* **Task to complete**: Identify every line below that contains the string "blue", and copy each of those lines. Case counts.

* **Dataset lines on where objects appear**:
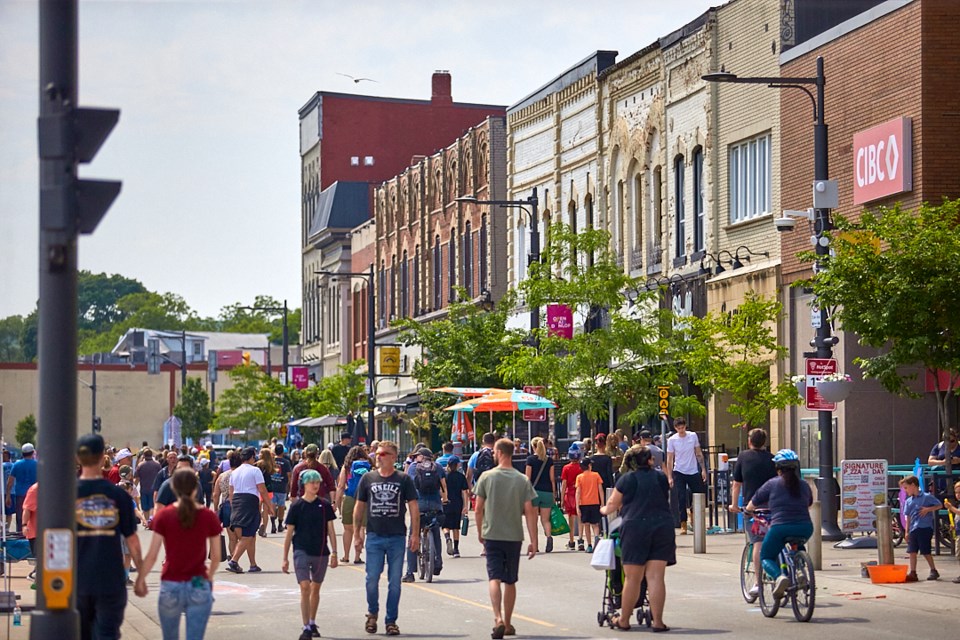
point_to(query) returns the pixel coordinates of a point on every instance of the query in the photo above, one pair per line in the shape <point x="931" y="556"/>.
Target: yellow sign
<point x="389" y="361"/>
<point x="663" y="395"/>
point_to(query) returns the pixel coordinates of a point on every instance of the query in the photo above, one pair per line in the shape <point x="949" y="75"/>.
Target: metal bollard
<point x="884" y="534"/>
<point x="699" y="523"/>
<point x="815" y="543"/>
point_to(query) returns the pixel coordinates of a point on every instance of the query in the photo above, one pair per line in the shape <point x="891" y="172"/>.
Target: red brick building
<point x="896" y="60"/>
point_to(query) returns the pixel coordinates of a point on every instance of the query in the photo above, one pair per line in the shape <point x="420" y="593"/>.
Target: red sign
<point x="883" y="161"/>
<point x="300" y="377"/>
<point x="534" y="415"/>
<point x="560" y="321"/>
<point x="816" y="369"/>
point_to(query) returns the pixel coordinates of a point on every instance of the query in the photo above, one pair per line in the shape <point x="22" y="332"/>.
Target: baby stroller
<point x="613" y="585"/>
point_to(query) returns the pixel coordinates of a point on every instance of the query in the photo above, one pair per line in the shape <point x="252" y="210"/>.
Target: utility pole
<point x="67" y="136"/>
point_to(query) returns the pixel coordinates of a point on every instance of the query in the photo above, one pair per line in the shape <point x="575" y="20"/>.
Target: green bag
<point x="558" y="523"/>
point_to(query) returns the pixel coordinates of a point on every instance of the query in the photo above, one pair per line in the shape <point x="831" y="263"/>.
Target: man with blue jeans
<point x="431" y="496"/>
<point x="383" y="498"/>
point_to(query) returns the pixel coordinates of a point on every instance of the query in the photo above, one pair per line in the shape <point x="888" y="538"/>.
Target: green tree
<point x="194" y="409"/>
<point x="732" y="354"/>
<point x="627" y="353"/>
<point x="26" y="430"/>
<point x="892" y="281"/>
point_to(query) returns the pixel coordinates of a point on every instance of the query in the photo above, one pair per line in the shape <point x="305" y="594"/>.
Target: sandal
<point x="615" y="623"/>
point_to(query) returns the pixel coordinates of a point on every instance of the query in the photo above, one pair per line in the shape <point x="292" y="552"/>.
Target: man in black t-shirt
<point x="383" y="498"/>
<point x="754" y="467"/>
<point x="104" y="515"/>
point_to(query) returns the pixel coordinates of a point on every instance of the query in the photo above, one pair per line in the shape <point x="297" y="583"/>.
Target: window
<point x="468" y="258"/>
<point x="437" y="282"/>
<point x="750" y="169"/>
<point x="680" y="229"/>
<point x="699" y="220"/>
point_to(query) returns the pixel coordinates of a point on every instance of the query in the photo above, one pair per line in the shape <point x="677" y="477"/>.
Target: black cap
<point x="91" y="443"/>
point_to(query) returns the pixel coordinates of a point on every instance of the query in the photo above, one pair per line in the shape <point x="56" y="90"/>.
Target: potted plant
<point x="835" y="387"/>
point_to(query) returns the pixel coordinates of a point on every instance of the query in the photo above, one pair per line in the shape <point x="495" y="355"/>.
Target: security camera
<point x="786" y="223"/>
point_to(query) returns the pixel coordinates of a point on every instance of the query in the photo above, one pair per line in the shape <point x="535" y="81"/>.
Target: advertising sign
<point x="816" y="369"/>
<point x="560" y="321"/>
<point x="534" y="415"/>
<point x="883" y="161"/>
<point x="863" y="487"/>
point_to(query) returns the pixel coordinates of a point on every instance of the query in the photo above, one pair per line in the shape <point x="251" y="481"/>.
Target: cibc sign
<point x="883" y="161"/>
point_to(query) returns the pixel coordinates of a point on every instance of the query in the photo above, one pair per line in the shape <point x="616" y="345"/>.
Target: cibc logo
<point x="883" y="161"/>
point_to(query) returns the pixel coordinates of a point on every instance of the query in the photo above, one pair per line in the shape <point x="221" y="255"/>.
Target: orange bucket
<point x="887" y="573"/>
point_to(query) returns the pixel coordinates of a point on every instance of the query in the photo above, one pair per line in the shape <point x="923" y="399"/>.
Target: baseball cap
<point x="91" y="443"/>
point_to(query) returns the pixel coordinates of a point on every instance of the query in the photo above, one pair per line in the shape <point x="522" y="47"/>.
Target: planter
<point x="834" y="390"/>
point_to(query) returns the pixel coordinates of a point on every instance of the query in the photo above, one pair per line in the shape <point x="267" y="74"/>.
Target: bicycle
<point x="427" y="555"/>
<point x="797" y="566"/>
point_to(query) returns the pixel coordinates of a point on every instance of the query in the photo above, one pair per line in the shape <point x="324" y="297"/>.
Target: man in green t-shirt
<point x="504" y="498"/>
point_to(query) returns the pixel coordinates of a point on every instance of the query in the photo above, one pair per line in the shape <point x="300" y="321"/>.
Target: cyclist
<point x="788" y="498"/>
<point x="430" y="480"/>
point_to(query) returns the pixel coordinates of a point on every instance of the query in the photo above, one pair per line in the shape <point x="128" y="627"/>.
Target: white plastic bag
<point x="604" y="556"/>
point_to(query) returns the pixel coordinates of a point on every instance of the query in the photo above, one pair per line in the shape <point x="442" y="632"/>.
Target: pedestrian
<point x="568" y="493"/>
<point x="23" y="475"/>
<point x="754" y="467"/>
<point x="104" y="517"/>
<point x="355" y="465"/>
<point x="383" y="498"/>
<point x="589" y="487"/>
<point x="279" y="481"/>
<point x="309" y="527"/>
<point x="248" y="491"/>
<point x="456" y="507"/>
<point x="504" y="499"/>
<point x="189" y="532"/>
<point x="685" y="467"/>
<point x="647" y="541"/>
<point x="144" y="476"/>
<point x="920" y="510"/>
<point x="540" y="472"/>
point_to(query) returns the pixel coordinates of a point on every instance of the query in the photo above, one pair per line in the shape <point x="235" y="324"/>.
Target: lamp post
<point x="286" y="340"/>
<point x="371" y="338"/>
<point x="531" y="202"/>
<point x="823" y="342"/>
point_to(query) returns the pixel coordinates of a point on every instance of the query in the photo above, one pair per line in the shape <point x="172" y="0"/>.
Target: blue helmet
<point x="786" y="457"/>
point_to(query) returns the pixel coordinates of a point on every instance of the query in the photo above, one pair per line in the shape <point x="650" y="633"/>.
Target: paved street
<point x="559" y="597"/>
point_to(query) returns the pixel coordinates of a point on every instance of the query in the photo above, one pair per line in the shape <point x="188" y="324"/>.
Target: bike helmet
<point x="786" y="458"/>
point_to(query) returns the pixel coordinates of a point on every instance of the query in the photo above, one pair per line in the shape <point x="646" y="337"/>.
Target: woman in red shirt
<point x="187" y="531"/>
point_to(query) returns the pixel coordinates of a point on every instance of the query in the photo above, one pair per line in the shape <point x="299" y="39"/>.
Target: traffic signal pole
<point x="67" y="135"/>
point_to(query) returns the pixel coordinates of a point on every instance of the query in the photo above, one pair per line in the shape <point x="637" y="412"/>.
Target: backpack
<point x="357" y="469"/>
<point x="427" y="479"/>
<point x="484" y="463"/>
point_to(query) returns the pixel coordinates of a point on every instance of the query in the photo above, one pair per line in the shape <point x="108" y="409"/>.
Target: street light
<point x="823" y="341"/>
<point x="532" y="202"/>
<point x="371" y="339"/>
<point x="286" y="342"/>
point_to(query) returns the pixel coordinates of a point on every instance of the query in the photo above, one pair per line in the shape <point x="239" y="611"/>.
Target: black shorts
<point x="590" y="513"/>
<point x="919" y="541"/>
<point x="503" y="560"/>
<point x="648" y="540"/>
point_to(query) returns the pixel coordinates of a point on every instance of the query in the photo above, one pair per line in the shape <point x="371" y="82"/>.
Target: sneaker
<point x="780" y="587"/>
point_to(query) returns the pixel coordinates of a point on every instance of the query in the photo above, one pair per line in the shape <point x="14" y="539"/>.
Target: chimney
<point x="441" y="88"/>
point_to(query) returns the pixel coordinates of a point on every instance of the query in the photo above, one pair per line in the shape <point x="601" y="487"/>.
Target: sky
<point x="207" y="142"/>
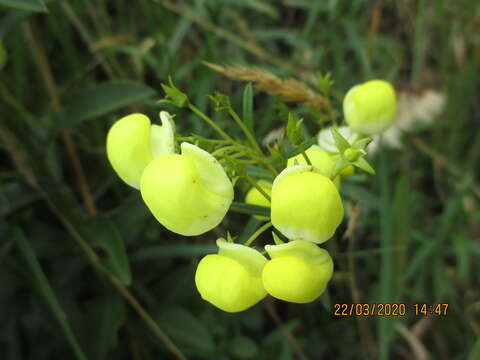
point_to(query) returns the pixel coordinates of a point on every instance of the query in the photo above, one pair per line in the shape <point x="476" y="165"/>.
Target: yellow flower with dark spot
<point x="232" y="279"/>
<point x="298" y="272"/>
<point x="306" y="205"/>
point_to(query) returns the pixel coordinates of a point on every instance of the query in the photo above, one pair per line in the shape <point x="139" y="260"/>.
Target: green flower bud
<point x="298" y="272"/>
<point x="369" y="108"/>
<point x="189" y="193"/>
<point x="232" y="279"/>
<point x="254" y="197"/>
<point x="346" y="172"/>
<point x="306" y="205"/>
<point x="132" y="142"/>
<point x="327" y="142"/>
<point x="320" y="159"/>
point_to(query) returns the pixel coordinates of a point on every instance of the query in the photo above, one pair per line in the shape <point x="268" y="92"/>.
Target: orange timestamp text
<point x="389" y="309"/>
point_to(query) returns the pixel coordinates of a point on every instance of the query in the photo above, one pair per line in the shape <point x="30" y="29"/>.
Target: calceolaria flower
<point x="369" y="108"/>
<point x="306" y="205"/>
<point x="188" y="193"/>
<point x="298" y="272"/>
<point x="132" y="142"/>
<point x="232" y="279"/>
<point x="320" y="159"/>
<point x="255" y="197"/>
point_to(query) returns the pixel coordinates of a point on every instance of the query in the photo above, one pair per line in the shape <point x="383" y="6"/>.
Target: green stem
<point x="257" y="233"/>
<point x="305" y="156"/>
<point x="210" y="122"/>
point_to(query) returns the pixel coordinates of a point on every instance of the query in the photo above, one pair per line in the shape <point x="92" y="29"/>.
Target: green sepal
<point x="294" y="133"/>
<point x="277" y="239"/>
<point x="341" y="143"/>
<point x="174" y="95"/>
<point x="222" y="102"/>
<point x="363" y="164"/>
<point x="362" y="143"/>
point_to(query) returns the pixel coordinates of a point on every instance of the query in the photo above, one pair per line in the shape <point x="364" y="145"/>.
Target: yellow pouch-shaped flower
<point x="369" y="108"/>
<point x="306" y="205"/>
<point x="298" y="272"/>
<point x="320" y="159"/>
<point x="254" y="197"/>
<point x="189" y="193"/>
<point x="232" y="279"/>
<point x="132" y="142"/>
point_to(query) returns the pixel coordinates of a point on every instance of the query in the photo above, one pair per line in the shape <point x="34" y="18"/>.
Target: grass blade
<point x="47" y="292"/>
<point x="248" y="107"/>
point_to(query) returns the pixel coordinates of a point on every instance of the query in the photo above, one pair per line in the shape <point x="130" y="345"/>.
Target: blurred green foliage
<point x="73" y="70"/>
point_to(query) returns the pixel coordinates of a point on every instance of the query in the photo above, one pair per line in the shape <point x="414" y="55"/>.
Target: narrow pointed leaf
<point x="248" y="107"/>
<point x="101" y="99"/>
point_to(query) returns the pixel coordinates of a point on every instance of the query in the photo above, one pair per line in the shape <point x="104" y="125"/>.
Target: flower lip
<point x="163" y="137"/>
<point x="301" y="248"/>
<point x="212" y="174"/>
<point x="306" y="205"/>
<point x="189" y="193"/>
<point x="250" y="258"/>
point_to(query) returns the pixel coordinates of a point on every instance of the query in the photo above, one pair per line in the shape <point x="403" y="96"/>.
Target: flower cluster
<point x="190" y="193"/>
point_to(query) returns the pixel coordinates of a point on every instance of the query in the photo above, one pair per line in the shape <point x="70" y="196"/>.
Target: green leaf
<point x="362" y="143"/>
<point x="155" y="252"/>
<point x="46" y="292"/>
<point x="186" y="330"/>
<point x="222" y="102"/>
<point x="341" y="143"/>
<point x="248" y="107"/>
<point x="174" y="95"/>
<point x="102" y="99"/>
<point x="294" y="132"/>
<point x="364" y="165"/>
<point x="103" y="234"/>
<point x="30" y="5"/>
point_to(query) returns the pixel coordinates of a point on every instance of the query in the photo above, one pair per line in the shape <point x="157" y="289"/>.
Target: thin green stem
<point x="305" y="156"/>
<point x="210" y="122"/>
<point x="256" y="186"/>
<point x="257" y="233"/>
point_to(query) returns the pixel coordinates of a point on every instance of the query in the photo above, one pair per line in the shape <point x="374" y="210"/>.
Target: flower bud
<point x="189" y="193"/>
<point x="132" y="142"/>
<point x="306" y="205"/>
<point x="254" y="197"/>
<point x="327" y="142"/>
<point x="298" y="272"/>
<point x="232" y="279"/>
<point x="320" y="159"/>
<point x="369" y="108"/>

* **Answer to this exercise**:
Target: man with blue jeans
Target: blue helmet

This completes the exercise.